§ **TASK TO COMPLETE**
Answer these questions from the faculty profiles:
(a) In which years did Professor Kistner receive a Humboldt Scholarship?
(b) From which university did John N. Kim receive his PhD?
(c) Where did Bernhard Kleeberg work as a research assistant from 2003 to 2006?

Professor Kistner’s research interests encompass theory and history of literature, psycho-analysis and narrative, colonial literature and post-colonial theory, theory of ideology, nations and nationalisms, dialectics of enlightenment, history and paradigms of cultural studies, modernity and its discontents.

She was awarded a Humboldt Scholarship for studies and research in Germany (1995, 2003).

Publications: Politik und Sichtbarkeit in Johannesburg: "Wohlstandsgefängnis" und "Ghettoisierung" unter dem Primat der Sicherheitsfrage. (coeditor, 2009), 'The Exception and the Rule: Fictive, Real, Critical'. Telos 21 (2011)

 

Prof. Johan Namjun Kim

Portrait John Kim

John N. Kim received his PhD in German Studies from Cornell University and has been Associate Professor for Comparative Literature at the University of California at Riverside since 2011.

He has received many grants and research residences, amongst others by the Hölderlin society (2005), The Institute for Advanced Studies at the Universtiy of Konstanz (2008-2009) and the German Cultural Studies at Cornell University (2009). He is currently working on two book projects: Ethnic Irony: 'Autobographies' of the Living Dead reconfigures received protocols of the discourse on ethnicity. His second project is the preparation of the inaugural German language issue of the book series TRACES: A Multilingual Series of Cultural Theory and Translation, which will collect the outcomes of a conference on “Translating Society” which Kim organised with Andreas Langenohl. Kim's reseach interests include late eighteenth to twentieth century German and French literature and philosophy, Japanese literature and philosophy, gender, digital media and theories of translation.

Among his publications are: The Politics of Culture: Around the Work of Naoki Sakai, co-edited with Richard F. Calichman (2010) and 'Ethnic Irony. The Poetic Parabasis of the Promiscuous Personal Pronoun in Yoko Tawada's 'Eine leere Flasche' (A Vacuous Flask). The German Quarterly 83,3 (2010).


Prof. Dr. Bernhard Kleeberg

Portrait Bernhard Kleeberg

Since October 2007, Bernhard Kleeberg is assistant professor at the department of history of science of humanities and social sciences within the Cluster of Excellence Cultural Foundations of Integration at the University of Konstanz. Before that, he was research coordinator at the International Graduate Centre for the Study of Culture (GCSC) at the University of Gießen. From 2003 to 2006, he worked as a research assistant at the Max-Planck-Institut of history of science (Berlin).

His main research interests are the history of science and culture of humanities and social studies, especially political economics and sociology (18th to 20th century), the historical epistemology as well as the history and theory of science of life sciences, especially biology and anthropology (18th to 20th century).

Publications: 'Vestiges of the Book of Nature. Religious Experience and Hermeneutic Practices in Protestant German Theology, ca. 1900'. In: Uljana Feest (Hg.): Historical Perspectives on Erklären und Verstehen (2009), With Andreas Langenohl: focus issue „Culturalisation“ of the Journal for Cultural Philosophy 2 (2011).

§ **ENTRIES PROVIDED**
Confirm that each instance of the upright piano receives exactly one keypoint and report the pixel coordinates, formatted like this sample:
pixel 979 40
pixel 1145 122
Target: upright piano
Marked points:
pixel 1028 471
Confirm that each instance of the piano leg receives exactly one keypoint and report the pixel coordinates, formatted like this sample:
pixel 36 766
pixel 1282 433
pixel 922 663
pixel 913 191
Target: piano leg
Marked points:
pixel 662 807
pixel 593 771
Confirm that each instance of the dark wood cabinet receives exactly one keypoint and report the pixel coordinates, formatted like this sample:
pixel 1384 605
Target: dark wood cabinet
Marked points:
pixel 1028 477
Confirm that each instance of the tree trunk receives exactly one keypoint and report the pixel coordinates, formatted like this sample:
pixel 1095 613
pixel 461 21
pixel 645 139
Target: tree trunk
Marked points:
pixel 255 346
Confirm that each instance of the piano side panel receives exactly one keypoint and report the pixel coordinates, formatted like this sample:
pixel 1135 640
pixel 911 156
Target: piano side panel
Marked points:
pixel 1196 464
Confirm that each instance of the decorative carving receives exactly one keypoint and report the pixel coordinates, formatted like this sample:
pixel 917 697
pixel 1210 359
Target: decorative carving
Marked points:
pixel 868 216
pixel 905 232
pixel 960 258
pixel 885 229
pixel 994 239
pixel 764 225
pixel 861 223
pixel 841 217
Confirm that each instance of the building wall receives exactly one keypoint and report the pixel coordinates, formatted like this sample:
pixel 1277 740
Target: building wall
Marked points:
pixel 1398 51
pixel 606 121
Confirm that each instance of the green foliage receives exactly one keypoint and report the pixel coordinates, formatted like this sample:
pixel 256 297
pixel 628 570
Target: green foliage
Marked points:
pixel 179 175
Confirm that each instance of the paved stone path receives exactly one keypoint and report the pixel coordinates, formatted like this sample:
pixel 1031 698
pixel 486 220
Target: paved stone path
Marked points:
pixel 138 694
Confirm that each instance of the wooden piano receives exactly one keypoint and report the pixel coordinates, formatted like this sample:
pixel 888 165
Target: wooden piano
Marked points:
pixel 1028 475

§ **ANSWER SPACE**
(a) 1995 and 2003
(b) Cornell University
(c) The Max-Planck-Institut of history of science in Berlin